● Source text
----------------------------------------

President Obama and his fellow travelers on the left like to lay a guilt trip on Americans by talking about poverty in our country. By now you know the routine: “We need to pay more in taxes to take care of those Americans who are living in poverty.” There is poverty in America. I do not dispute this reality. In fact, what we call “poverty” has increased markedly during Barack Obama’s presidency, due primarily to his leftwing economic policies.
But having visited countries whose citizens suffer from gut-wrenching poverty in which children with distended bellies die daily from diseases associated with malnutrition, I am always skeptical of what passes for poverty in America. Only in America would an overweight person with government subsidized housing, a widescreen television, a cell phone, free contraceptives, Medicaid, ninety-nine weeks of unemployment compensation, and food stamps be considered impoverished. In fact, in countries such as the Republic of the Congo, Liberia, Zimbabwe, and Eritrea to name just a few, poor Americans would be considered wealthy.
The real poverty in America is moral not economic, and moral poverty just exacerbates economic poverty and every other type of social problem. For example, liberals wring their hands in dismay every time some disturbed person takes a gun and shoots up a school, theater, or shopping center. In kneejerk fashion, they blame these incidents on guns while ignoring the obvious. If the shooters had any kind of moral foundation, they would never perpetrate these dastardly acts in the first place—no matter how many guns they might have. Hundreds of thousands of gun-owning Americans manage to go through life without ever committing a crime of any kind, much less a gun-related crime because they have internalized the right moral framework. Yet liberals are on a virtual quest to destroy America’s moral underpinnings.
America is living out the warning issued by Scottish professor Alexander Tyler all the way back in 1887, who said that great nations progress through the following sequence: 1) from bondage to spiritual faith, 2) from spiritual faith to great courage, 3) from courage to liberty, 4) from liberty to abundance, 5) from abundance to complacency, 6) from complacency to apathy, 7) from apathy to dependence, and 8) from dependence back into bondage.

----------------------------------------

● Supplied data
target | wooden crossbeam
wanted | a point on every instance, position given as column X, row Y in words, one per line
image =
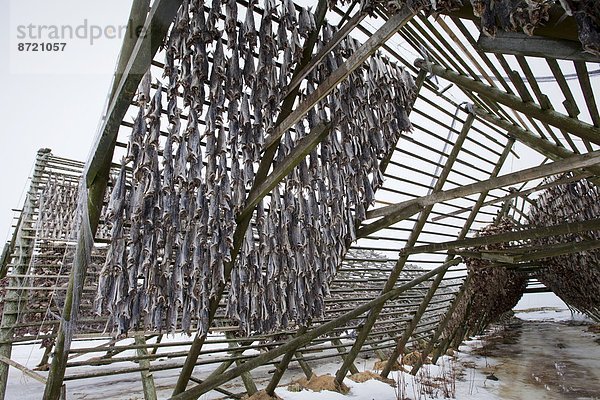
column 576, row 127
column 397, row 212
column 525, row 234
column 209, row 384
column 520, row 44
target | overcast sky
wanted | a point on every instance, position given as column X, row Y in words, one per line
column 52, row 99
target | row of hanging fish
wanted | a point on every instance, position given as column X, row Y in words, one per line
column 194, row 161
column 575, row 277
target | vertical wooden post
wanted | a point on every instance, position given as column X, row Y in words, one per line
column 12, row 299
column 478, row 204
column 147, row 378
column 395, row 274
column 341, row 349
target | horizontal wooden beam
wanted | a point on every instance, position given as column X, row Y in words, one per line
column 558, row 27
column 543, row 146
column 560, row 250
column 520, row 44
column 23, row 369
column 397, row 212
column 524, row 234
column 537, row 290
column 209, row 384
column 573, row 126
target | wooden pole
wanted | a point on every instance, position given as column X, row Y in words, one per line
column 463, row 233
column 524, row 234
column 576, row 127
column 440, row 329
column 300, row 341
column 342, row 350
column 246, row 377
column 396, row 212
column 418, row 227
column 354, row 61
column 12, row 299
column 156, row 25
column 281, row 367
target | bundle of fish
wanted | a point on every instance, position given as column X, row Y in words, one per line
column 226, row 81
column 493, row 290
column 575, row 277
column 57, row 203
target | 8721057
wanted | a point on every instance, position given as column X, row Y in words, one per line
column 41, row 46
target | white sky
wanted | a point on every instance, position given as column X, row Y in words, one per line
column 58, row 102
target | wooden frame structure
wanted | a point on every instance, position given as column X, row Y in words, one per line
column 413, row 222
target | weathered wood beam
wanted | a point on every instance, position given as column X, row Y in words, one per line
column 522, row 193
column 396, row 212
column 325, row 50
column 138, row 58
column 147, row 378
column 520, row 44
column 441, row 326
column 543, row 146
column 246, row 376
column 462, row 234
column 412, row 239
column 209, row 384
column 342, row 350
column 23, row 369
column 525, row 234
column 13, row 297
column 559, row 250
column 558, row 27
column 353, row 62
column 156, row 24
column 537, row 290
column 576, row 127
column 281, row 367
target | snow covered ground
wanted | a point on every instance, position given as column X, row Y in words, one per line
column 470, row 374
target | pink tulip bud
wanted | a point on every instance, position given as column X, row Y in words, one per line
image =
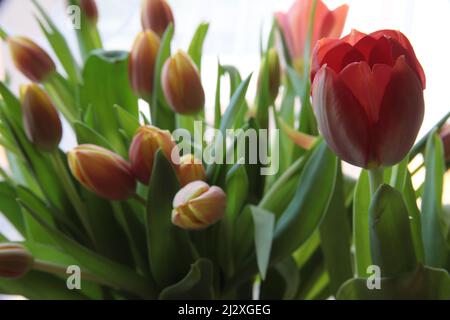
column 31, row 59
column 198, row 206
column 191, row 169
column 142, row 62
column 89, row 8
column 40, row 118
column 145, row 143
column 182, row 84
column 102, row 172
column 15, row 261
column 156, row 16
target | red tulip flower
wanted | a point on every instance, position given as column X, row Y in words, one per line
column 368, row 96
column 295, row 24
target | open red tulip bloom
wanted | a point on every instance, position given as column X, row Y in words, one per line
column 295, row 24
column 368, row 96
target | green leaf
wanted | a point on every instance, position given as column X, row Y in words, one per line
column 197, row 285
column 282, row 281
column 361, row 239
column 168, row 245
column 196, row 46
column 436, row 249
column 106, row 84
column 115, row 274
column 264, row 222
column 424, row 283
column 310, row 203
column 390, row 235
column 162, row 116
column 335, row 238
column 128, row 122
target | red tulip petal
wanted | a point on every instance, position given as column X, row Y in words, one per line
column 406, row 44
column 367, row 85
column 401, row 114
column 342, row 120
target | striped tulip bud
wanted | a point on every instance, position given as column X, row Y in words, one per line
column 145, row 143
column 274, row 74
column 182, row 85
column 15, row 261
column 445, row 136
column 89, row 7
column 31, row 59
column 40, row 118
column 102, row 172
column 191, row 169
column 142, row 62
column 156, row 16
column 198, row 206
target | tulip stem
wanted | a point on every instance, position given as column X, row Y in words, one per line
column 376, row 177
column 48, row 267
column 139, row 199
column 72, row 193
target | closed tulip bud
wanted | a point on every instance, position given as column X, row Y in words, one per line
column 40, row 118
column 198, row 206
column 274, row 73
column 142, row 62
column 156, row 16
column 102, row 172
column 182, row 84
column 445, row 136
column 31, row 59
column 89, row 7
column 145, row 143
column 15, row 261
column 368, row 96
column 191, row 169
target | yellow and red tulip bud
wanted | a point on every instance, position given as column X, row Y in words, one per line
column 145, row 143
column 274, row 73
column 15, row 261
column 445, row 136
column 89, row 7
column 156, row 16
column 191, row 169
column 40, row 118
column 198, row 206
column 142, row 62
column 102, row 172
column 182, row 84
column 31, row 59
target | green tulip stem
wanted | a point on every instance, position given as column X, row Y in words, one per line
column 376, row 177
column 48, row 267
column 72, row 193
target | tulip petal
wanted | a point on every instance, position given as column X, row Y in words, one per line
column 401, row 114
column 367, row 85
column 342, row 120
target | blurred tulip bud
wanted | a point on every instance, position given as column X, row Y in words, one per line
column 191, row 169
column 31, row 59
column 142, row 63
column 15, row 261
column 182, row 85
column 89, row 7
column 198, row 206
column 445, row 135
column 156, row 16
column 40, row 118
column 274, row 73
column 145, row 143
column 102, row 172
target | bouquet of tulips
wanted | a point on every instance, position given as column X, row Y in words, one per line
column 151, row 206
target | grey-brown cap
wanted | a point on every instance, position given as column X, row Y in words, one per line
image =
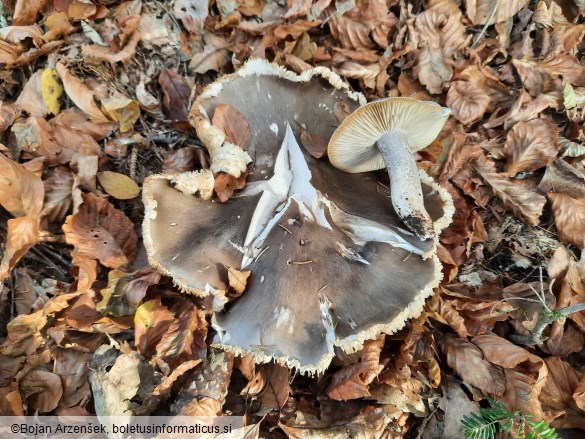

----------------------------------------

● Directions
Reproduce word for word everything in the poverty text from "But having visited" down to "be considered wealthy.".

● Solved exercise
But having visited countries whose citizens suffer from gut-wrenching poverty in which children with distended bellies die daily from diseases associated with malnutrition, I am always skeptical of what passes for poverty in America. Only in America would an overweight person with government subsidized housing, a widescreen television, a cell phone, free contraceptives, Medicaid, ninety-nine weeks of unemployment compensation, and food stamps be considered impoverished. In fact, in countries such as the Republic of the Congo, Liberia, Zimbabwe, and Eritrea to name just a few, poor Americans would be considered wealthy.